(PROVIDED DATA)
= = = =
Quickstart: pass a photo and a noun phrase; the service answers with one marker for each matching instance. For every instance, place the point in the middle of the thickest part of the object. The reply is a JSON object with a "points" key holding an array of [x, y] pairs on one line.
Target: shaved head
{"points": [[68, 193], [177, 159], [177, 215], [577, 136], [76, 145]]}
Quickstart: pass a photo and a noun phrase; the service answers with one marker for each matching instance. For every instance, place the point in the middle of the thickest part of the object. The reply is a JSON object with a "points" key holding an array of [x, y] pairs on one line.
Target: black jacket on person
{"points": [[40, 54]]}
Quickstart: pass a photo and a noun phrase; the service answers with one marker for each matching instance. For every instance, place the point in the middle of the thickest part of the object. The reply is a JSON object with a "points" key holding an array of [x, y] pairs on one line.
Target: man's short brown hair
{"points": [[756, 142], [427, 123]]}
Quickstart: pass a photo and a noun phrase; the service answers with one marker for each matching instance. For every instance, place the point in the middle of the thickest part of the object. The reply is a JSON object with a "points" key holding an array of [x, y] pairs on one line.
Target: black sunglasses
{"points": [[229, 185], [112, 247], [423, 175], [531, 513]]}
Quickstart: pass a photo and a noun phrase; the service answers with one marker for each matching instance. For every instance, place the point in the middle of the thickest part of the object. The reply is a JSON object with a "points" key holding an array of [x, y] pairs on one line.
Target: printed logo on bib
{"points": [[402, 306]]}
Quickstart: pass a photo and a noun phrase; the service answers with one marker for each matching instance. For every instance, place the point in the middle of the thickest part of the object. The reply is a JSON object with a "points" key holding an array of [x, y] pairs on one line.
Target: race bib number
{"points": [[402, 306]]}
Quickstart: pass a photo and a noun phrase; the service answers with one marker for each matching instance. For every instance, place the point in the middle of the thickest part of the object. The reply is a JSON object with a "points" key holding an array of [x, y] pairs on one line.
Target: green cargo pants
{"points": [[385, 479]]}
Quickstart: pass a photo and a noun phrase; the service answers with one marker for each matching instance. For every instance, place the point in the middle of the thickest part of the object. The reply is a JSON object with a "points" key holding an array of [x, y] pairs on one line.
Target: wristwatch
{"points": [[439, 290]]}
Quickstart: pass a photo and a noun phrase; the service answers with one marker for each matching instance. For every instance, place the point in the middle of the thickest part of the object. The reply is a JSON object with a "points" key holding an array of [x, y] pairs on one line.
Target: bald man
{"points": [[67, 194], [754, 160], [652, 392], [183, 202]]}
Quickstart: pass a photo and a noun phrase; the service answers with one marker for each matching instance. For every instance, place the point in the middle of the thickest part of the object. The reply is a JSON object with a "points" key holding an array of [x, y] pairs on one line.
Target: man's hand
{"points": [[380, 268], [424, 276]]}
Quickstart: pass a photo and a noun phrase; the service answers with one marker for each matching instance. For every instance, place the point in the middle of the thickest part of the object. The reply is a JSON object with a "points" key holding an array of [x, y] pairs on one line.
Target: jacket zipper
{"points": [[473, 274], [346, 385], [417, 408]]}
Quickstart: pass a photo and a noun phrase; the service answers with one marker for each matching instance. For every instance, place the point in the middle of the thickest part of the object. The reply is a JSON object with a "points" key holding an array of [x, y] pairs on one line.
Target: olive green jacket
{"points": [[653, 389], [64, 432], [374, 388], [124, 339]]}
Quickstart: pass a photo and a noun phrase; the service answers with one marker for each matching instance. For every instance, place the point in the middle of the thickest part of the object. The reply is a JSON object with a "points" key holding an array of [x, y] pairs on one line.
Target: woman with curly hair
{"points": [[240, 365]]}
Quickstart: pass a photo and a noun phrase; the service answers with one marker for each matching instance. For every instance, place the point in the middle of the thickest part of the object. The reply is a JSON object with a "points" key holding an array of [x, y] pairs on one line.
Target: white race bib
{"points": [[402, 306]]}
= = = =
Please quote every record above exactly as it appears.

Quickstart: pass a photo and a noun phrase; the service answers with one marker for each matching instance. For every instance, place the point in the middle of the thickest part of the object. The reply is a JSON object with a "points" key holding an array of [x, y] pairs on one line.
Target: shaved head
{"points": [[68, 193], [177, 159], [177, 215], [577, 136], [76, 145]]}
Quickstart: pass a photo and a noun phrase; the service answers with one marker for each matching instance. For every instance, place the point in the middle of the thickest part of the object. The reply is a JSON object with a "points" key holding an array of [x, y] pairs on one line.
Target: black jacket on person
{"points": [[40, 54]]}
Quickstart: pass a photo and a noun phrase; the service answers with one marker for each matching instance. For every instance, place the point in the middle of the thickest part of the object. The reply is a JSON object with a "points" key holding an array of [x, y] pairs on one line.
Target: man's short brown hair
{"points": [[756, 142], [427, 123]]}
Quickstart: pass a photo and a noun phrase; the service answers with one marker for each matching instance. For every instance, place the point in the middle of the thickest part of the object. The reply is a JSON object with a "points" key holding an array of [x, y] pairs on one line.
Target: black sunglasses
{"points": [[229, 185], [112, 247], [423, 175], [531, 513]]}
Quickstart: pass a photo and a noun phrase; the service answers with one marker for each matching instance. For every instance, place the point in the middle of the thickest part of the object. The reply is a JSON object with a "points" key holding an array of [x, y] pairs on one line.
Target: printed logo on bib
{"points": [[402, 306]]}
Quickstart: pass a photo and a noun phrase; the service answers with one marker for each matching instance. For every instance, place the point in the middle of the thickest part of the object. The reply is a JSON object with a "points" key holding an array of [x, y] pairs on one line.
Target: race bib number
{"points": [[402, 306]]}
Quickstart: pass a photo and a noun phrase; the service answers with one marker for each matching instance. For every instance, place the point in the middle of the thickest part of the object. The reply is a JSON object with a "points" key holding an array of [x, y] pairs on one line.
Target: green cargo pants
{"points": [[385, 479]]}
Quickstart: pass a photo and a noun phrase; the service answers with one marker for each matching instance. For every instance, place the point in the middle of the thickest part of the object. The reply is a JSON object with a "points" key holding an array of [x, y] pairs on one line.
Target: wristwatch
{"points": [[439, 290]]}
Quickstart: pass a photo and a noun phrase; the service answers with one marker for each matching instance. For every instance, place the point in the middle of the thickest part of the object. The reply is a JSON object with a "points" key holding an array of [x, y] pairs on one line.
Target: bald man
{"points": [[67, 194], [754, 160], [652, 392], [183, 202]]}
Quickstart: pass a photo and a noun phrase; the service answers with one marker for each matching instance. For every instance, place the point in the middle of the thickest part of the object. The reply is a JSON object with a "points" key holding an array of [x, y] pairs on one line.
Target: man's hand
{"points": [[380, 268], [424, 276]]}
Quickstart: pass a photo and a noun phrase; the service answers with one marker for each matching instance. For every instance, place the point in the middle of the thickest part of the object. The reply is a JSON object with a "points" key holding an array of [x, y] pairs on one line.
Target: jacket zipper
{"points": [[473, 274], [346, 385], [417, 408]]}
Quickstart: pass a photo and a noun phrase; the service answers with one marker for each matching instance. For every instance, place the point in the middle of the thickest part of the object. The reply is a JSON object with a "points" key holding an array of [x, y] pairs on one line.
Target: olive green jacket
{"points": [[653, 389], [64, 432], [374, 388], [124, 339]]}
Quickstart: pass a photo and a noun phrase; the service answers with one marker for each matching instance. For every instance, place the point in the middle of the thickest part of the object. The reply is a JSON object with a "points" key holding an array of [x, y] pairs on one line.
Target: woman with curly hair
{"points": [[240, 365]]}
Quickstart: pass a photo and a noun phrase; the service answers with one marker for each matching instance. For every instance, place the point in the middle of the thickest part of the object. The reply is a JSON object with a "points" key holding an array of [x, y] pairs on one line.
Target: white race bib
{"points": [[402, 306]]}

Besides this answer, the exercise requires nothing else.